Set the data down again so that every line matches exactly.

______________________________

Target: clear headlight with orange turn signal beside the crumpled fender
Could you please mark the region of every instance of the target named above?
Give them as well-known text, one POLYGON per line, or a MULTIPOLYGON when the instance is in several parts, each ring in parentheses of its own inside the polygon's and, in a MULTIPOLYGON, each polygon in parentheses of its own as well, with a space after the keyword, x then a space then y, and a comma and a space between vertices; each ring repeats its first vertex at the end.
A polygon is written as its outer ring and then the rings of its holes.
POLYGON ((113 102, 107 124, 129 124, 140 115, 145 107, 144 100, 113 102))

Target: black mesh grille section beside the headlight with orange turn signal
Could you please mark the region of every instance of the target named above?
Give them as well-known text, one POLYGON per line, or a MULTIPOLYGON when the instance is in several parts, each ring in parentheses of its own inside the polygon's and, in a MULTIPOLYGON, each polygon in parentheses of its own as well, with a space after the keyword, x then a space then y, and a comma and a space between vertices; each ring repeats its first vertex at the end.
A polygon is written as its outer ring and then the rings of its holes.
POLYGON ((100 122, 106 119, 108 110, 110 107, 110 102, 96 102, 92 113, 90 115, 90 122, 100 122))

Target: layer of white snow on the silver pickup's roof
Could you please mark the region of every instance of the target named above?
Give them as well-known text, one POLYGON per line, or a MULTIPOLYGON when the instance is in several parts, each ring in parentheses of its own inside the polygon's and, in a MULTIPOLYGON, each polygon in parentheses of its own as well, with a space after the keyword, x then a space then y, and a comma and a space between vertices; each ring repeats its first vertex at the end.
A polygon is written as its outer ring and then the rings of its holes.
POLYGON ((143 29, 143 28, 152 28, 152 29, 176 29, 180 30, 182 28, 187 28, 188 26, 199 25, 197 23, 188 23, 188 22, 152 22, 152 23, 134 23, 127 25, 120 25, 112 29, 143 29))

______________________________

### Solved exercise
Target: clear headlight with orange turn signal beside the crumpled fender
Could you please mark the region of every instance of the target named above?
Give them as well-known text, one POLYGON per line, or a MULTIPOLYGON when the instance is in several parts, each ring in parentheses of its own inside the polygon's and, in a MULTIPOLYGON, each polygon in parentheses of its own as well, with a space after the keyword, x then a space then y, and a comma and a space between vertices; each ring repeats its first vertex at the end.
A polygon is written as its outer ring and then the rings of its holes.
POLYGON ((113 102, 107 124, 129 124, 140 115, 145 107, 144 100, 113 102))

Target: black mesh grille section beside the headlight with orange turn signal
Could you please mark the region of every instance of the target named above?
Give them as well-known text, one POLYGON per line, or a MULTIPOLYGON when the instance is in several parts, each ring in parentheses of its own inside the polygon's and, in a MULTIPOLYGON, each polygon in parentheses of its own as well, with a space after the keyword, x then a space then y, and a comma and a space between vertices; each ring repeats its first vertex at the end.
A polygon is written as its outer ring and then the rings of its holes.
POLYGON ((100 122, 106 119, 108 110, 110 107, 110 102, 96 102, 92 113, 90 115, 90 122, 100 122))

Target: layer of white snow on the silver pickup's roof
Could you please mark the region of every instance of the target named above?
Give them as well-known text, one POLYGON per line, or a MULTIPOLYGON when the instance is in several parts, each ring in parentheses of its own inside the polygon's and, in a MULTIPOLYGON, each polygon in parentheses of its own as well, with a space after the keyword, x then a space then y, and a comma and a space between vertices; each ring repeats its first vertex at the end.
A polygon is written as its outer ring and then the rings of its holes.
POLYGON ((143 29, 143 28, 152 28, 152 29, 176 29, 180 30, 182 28, 187 28, 188 26, 199 25, 197 23, 188 23, 188 22, 152 22, 152 23, 134 23, 127 25, 120 25, 112 29, 143 29))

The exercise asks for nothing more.